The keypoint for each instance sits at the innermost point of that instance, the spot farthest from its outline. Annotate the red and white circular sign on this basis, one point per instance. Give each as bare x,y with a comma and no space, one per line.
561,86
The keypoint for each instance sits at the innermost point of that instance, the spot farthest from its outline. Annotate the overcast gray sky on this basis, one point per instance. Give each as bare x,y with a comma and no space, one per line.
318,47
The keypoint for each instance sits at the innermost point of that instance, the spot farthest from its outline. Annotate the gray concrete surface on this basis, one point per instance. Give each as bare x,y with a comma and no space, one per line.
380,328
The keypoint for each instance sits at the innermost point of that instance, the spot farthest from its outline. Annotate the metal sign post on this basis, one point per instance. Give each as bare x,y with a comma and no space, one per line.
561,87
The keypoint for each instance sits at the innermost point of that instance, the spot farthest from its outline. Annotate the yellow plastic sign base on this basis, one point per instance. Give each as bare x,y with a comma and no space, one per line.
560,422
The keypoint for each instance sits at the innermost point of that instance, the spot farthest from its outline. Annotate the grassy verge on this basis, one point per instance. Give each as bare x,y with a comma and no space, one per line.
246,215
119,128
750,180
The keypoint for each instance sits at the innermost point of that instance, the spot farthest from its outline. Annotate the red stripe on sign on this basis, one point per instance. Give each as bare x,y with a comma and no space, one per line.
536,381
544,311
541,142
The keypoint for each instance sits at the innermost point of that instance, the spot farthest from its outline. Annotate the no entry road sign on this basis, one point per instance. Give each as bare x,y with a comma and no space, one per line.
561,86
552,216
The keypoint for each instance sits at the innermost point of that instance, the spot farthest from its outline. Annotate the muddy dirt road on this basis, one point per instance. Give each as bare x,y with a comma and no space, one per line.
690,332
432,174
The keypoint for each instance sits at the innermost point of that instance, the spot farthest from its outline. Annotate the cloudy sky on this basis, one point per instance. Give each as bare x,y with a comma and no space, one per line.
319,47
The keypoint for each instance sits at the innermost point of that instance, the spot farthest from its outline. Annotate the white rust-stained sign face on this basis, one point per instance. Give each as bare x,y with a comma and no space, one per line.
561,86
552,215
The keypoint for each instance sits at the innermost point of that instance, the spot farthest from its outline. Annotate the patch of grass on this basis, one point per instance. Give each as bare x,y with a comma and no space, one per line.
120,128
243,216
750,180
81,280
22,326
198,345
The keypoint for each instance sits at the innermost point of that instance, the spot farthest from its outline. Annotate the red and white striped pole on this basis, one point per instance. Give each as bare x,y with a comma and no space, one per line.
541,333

****************

* Instructions to follow *
Copy the rows word for word, beginning with the line that contains "and white striped" and continuing through the last row.

* Written answer *
The keypoint for each instance sits at the innermost point of that instance, the spot farthest from its outline. Annotate the red and white striped pole on this basis, one point per instance. Give each as bare x,y with a comma and no space, one per line.
541,333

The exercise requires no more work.